Okay, okay... um, I finished Ms. Smirk and I'm still reading the books I mentioned before.
I've been working on Daniel, and rereading the last couple of chapters since Wednesday. Reading

Next?
[Image: hitlers-war-harry-turtledove-hardcover-cover-art.jpg]

I hate to say it, because Turtledove is my favorite popular author, but so far I'm not terribly riveted by this one.

The thesis is that, in 1938, when they met to sign the Munich Accord, delivering Czechoslovakia to Hitler, Neville Chamberlain unexpectedly developed some backbone and said "Nein," thus infuriating Hitler and causing World War II to immediately break out between the Allies (England, France, and Russia) and the Axis (Germany, Italy, Japan, and Spain). Since nobody was really prepared for war at that point, things got very dicey, but Hitler was Hitler, and nothing but war would satisfy him.

Much of the book is taken up with fictionalized accounts of the American Communists and left-wingers who joined the Abraham Lincoln Brigade to fight the Fascists in Spain. The Spanish Civil War has been so over-glamorized, for political purposes, by such people as Hemingway, that it is a burden and an agony for me to read any more about it.

Most of the novel takes place on the battlefields, not in the conference rooms, and so Chamberlain and other historical figures appear very infrequently. Turtledove's fictional characters are strong, as usual, including a Jewish family trying to get out of Czechoslovakia before the Nazis come; but overall, it's just not my cup of tea.

Turtledove's earlier novel, The Man with the Iron Heart, about the adventures of Reinhard Heydrich (who, in the book, was not assassinated), was much better, at least according to my tastes.

Hitler's War
is apparently the first in a series. I may give the others a pass.
I'm in Hosea.

I've not had time to read anything else, as it's that time of year: church play rehearsals, making cookies, attending gatherings, etc.

Oh, and Tirzah needs a good run daily and I've been trying to take her in the (fenced in) backyard and let her run every evening when I get home from work.

After the seasonal stuff is over, I'll hit my library books again...
I was excited about starting Edmund Crispin, but alas, I like to read series in order and the first isn't available on audiobook. I had to order the book because my library doesn't have it and now I find it's back ordered:

[Image: 9781933397009.jpg]

So, in the meantime, I've just downloaded:

[Image: in-the-woods.jpg]

My latest whodunit.

Gary

Finished Dr. Ruckman's "How to Teach Dispensational Truth" last night and started on "Rightly Dividing the Word of Truth" by CI Scofield.

### Goals
1. Answer briefly from the reading post:
(a) In what year does the novel Hitler's War begin its altered history?
(b) Which earlier Turtledove novel does the writer rate more highly?
(c) What does the writer let Tirzah do in the backyard every evening?
2. Repeat the passage of the reading post starting at "I've been working" and ending at "by this one.".
Work from the reading post alone.

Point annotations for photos
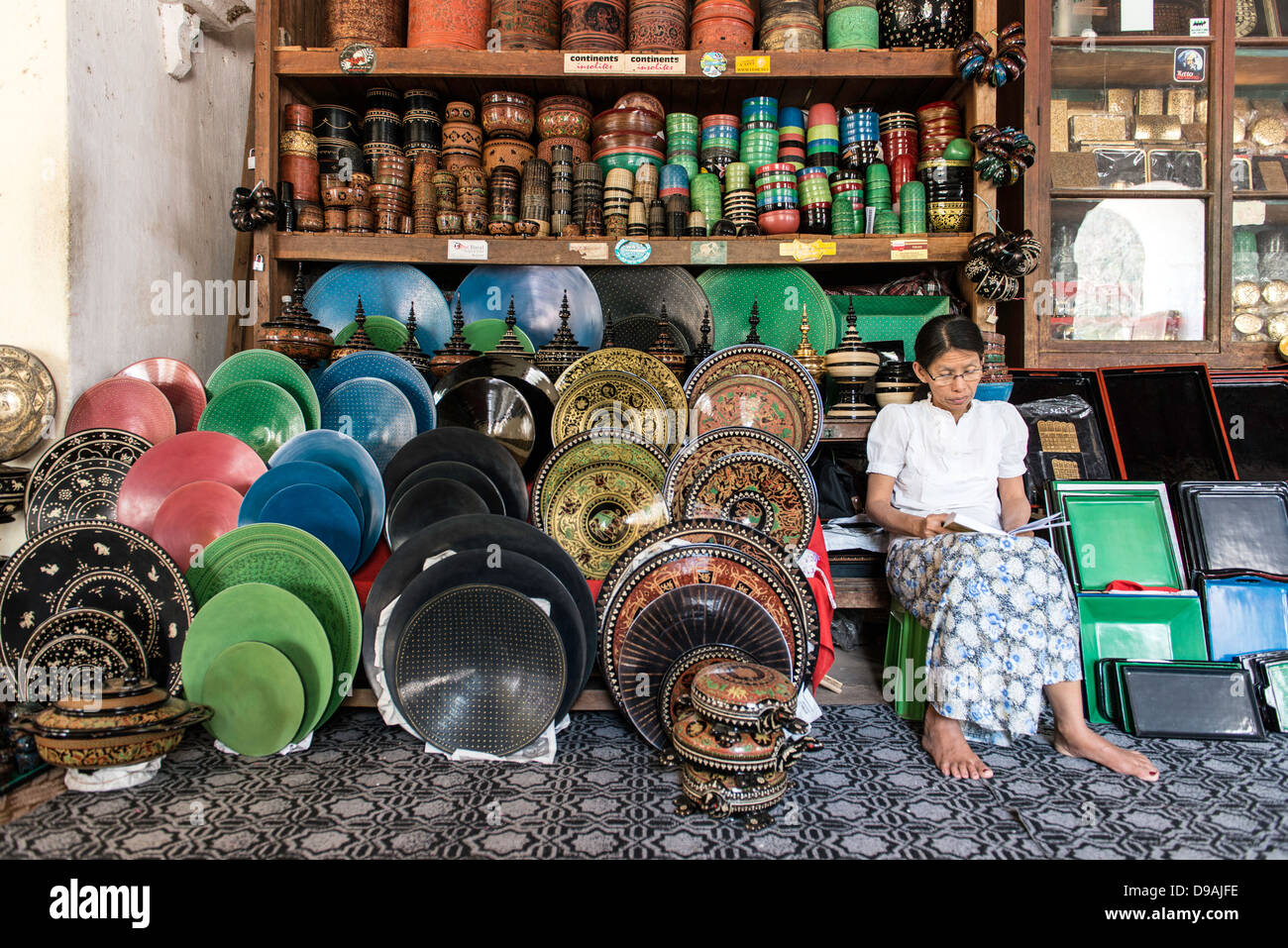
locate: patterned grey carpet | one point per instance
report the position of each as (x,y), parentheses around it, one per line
(368,791)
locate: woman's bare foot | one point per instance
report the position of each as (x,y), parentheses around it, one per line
(943,740)
(1081,741)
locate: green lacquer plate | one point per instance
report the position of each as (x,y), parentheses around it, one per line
(257,695)
(300,565)
(385,331)
(780,294)
(259,612)
(270,366)
(484,334)
(1140,627)
(259,414)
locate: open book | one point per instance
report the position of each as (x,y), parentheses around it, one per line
(965,524)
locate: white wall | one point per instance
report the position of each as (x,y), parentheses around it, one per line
(115,176)
(154,162)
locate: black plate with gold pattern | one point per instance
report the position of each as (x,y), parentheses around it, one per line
(472,533)
(760,491)
(703,565)
(675,623)
(98,565)
(81,640)
(478,668)
(469,447)
(632,296)
(519,574)
(692,460)
(735,536)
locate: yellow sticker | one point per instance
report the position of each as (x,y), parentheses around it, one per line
(910,249)
(802,252)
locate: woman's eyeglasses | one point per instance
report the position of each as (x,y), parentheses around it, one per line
(948,377)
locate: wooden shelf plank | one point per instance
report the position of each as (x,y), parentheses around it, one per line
(871,63)
(845,430)
(861,594)
(668,252)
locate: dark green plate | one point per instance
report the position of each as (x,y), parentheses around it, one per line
(301,565)
(270,366)
(386,333)
(259,414)
(257,695)
(265,613)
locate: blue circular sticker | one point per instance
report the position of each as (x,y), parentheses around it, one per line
(632,252)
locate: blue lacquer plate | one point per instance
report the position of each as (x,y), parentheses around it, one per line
(374,412)
(386,288)
(295,473)
(351,459)
(484,294)
(322,514)
(390,369)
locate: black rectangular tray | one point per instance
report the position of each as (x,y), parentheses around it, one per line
(1166,424)
(1188,702)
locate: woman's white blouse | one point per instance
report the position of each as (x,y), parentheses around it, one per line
(944,468)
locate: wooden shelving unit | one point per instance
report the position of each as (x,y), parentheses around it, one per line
(666,252)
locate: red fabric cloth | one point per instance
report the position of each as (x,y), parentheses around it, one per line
(1132,586)
(366,576)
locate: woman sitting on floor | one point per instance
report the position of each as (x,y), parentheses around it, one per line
(1001,614)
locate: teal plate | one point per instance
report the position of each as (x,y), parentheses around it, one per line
(256,412)
(270,366)
(301,565)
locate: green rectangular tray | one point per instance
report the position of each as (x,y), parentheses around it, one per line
(1124,533)
(1142,627)
(889,317)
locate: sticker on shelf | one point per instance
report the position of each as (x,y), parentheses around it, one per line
(910,249)
(803,253)
(1136,16)
(623,63)
(632,252)
(467,250)
(708,253)
(590,252)
(1190,64)
(357,58)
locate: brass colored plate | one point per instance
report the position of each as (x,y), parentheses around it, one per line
(644,366)
(600,510)
(591,447)
(27,402)
(609,399)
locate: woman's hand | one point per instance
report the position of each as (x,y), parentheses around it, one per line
(932,526)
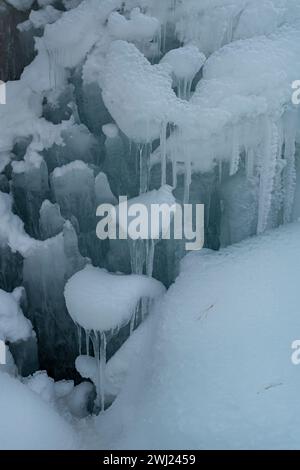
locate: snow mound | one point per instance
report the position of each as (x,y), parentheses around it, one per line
(137,28)
(100,301)
(221,374)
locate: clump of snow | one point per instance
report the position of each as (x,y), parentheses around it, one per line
(12,230)
(185,62)
(41,384)
(138,95)
(101,301)
(103,192)
(137,28)
(13,325)
(21,4)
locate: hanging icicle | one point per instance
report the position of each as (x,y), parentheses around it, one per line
(267,174)
(290,168)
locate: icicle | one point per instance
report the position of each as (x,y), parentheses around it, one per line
(235,158)
(220,171)
(187,181)
(267,174)
(163,151)
(144,157)
(250,163)
(290,169)
(99,346)
(79,333)
(102,368)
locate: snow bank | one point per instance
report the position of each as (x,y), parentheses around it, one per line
(138,27)
(100,301)
(220,374)
(138,95)
(27,422)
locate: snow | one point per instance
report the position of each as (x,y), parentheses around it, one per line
(220,374)
(28,423)
(101,301)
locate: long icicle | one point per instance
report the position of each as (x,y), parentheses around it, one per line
(163,151)
(290,168)
(267,174)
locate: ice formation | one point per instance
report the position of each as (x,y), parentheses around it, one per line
(163,102)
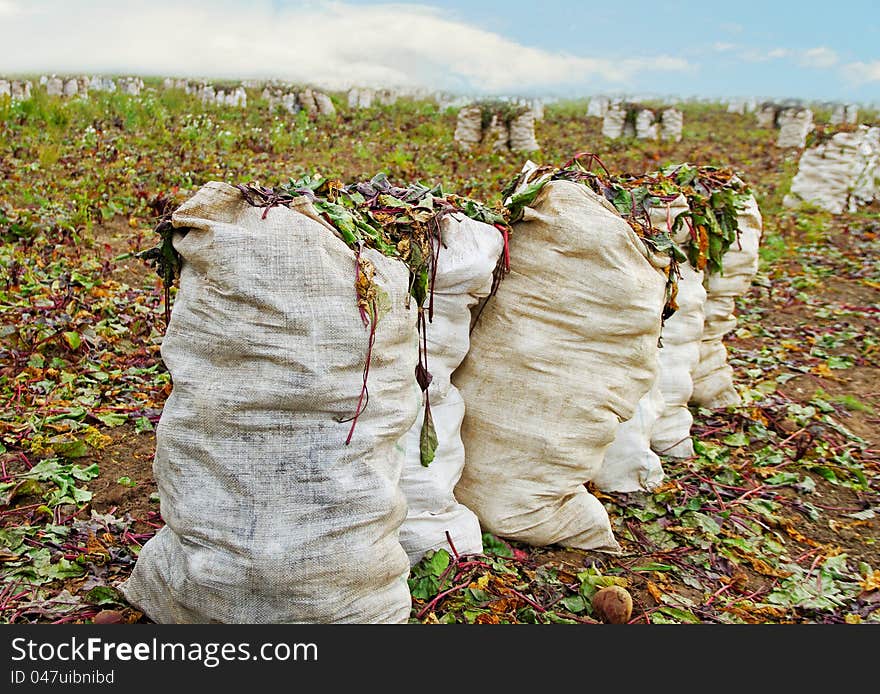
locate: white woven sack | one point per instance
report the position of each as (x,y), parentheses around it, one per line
(469,127)
(680,352)
(613,122)
(680,345)
(597,107)
(497,135)
(630,464)
(522,133)
(830,174)
(307,102)
(560,355)
(467,258)
(671,124)
(271,517)
(324,104)
(713,376)
(867,186)
(794,126)
(646,125)
(766,116)
(54,86)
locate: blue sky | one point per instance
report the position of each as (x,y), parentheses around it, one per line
(542,47)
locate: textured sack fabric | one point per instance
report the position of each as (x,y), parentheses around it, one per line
(794,126)
(360,98)
(307,103)
(766,116)
(713,376)
(646,125)
(324,104)
(270,517)
(836,175)
(469,127)
(54,86)
(671,124)
(867,185)
(467,258)
(522,133)
(497,135)
(559,357)
(680,351)
(597,107)
(613,122)
(681,338)
(630,465)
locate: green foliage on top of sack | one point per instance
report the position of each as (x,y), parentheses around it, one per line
(632,198)
(714,195)
(715,198)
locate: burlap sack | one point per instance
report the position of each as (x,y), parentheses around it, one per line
(713,376)
(560,356)
(271,517)
(465,263)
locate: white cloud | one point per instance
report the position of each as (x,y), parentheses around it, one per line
(754,55)
(9,8)
(331,44)
(860,73)
(820,57)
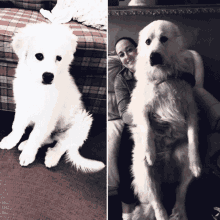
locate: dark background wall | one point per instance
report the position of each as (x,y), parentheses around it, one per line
(201,31)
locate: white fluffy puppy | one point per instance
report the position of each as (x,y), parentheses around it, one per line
(165,118)
(47,97)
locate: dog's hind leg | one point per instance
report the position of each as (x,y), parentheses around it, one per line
(181,156)
(145,185)
(40,133)
(18,128)
(70,142)
(194,160)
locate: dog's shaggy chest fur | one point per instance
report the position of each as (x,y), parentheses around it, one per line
(165,117)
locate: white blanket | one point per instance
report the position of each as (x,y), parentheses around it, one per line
(89,12)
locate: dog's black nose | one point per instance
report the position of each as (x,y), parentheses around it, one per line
(155,59)
(47,78)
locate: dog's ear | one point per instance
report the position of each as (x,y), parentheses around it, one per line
(20,44)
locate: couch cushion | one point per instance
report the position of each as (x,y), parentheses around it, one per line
(88,67)
(31,5)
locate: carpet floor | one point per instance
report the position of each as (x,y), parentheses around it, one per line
(62,192)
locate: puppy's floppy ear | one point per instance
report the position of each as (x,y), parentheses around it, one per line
(20,43)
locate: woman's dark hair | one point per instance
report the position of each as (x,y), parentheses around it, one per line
(127,38)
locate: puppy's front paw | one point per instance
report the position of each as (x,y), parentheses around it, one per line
(22,145)
(150,157)
(195,168)
(27,157)
(178,213)
(52,158)
(7,143)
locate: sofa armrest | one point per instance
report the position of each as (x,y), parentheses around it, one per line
(210,106)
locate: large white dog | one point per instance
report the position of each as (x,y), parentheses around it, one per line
(165,118)
(47,97)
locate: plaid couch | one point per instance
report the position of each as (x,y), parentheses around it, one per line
(35,192)
(88,67)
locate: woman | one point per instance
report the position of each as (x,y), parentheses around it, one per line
(123,85)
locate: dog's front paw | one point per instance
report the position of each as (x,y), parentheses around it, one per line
(195,168)
(27,157)
(22,145)
(7,143)
(178,213)
(52,158)
(150,157)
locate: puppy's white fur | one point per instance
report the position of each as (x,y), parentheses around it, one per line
(54,108)
(175,59)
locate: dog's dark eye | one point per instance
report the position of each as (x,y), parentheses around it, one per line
(59,58)
(163,39)
(39,56)
(148,41)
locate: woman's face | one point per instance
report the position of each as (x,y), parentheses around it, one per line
(127,53)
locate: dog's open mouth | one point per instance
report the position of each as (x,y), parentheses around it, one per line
(156,59)
(47,78)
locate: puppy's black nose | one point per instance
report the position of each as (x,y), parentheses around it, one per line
(47,78)
(155,59)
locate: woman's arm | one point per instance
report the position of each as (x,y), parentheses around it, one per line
(123,98)
(205,100)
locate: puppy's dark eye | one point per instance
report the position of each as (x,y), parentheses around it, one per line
(148,41)
(163,39)
(58,58)
(39,56)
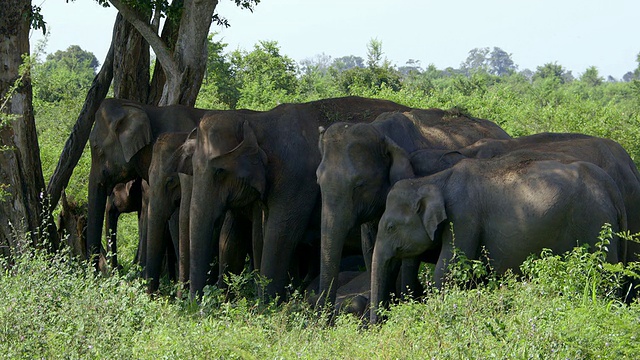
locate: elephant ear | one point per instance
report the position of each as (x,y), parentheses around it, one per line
(400,165)
(181,158)
(247,160)
(321,131)
(133,131)
(431,209)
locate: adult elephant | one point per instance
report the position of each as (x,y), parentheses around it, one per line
(360,163)
(121,143)
(125,198)
(169,193)
(605,153)
(268,158)
(513,206)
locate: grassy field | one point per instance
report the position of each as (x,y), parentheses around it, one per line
(565,306)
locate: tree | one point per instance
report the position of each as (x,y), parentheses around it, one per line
(476,61)
(264,76)
(591,77)
(21,180)
(500,62)
(551,71)
(219,86)
(74,56)
(181,51)
(347,62)
(64,75)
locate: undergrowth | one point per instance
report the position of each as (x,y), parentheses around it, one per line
(562,306)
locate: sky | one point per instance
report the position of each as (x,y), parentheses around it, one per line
(576,34)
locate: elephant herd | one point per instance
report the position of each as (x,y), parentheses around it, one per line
(299,188)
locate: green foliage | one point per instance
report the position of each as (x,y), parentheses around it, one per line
(564,306)
(65,75)
(265,78)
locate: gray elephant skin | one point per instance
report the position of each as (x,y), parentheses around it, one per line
(605,153)
(360,163)
(121,142)
(269,159)
(542,204)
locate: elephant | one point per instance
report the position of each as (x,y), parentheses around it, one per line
(170,193)
(512,206)
(360,163)
(125,198)
(605,153)
(269,159)
(121,143)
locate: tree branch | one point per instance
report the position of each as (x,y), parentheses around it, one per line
(159,47)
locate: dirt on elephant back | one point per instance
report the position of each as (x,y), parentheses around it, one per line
(354,108)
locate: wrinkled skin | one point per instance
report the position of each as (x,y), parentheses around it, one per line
(165,197)
(121,142)
(541,204)
(170,192)
(360,163)
(605,153)
(268,158)
(125,198)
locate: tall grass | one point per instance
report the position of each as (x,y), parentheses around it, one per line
(564,306)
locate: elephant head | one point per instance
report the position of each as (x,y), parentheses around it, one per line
(229,171)
(359,165)
(407,228)
(164,200)
(121,150)
(121,130)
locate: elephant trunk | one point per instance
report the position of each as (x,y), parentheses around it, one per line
(97,204)
(204,232)
(335,227)
(158,213)
(382,275)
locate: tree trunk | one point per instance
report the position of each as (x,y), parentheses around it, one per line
(184,67)
(21,177)
(79,136)
(130,63)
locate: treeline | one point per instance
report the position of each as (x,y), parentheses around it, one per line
(487,85)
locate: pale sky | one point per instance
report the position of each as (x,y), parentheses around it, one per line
(576,34)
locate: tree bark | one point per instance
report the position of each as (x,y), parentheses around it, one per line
(130,63)
(79,136)
(184,67)
(21,177)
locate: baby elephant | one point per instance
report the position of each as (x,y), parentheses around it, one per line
(513,206)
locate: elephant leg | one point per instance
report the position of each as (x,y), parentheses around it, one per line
(409,284)
(284,229)
(112,232)
(368,232)
(235,239)
(171,242)
(186,184)
(257,223)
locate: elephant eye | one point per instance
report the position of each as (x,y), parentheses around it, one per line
(390,226)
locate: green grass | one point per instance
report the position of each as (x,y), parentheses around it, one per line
(564,307)
(53,307)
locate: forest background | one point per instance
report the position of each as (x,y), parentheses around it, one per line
(565,307)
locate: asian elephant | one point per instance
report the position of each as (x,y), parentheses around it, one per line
(360,163)
(512,206)
(269,159)
(605,153)
(121,142)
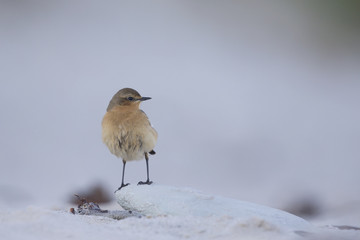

### In response
1.
(a) 1938
(b) The Man with the Iron Heart
(c) Run

2.
I've been working on Daniel, and rereading the last couple of chapters since Wednesday. Reading

Next?
[Image: hitlers-war-harry-turtledove-hardcover-cover-art.jpg]

I hate to say it, because Turtledove is my favorite popular author, but so far I'm not terribly riveted by this one.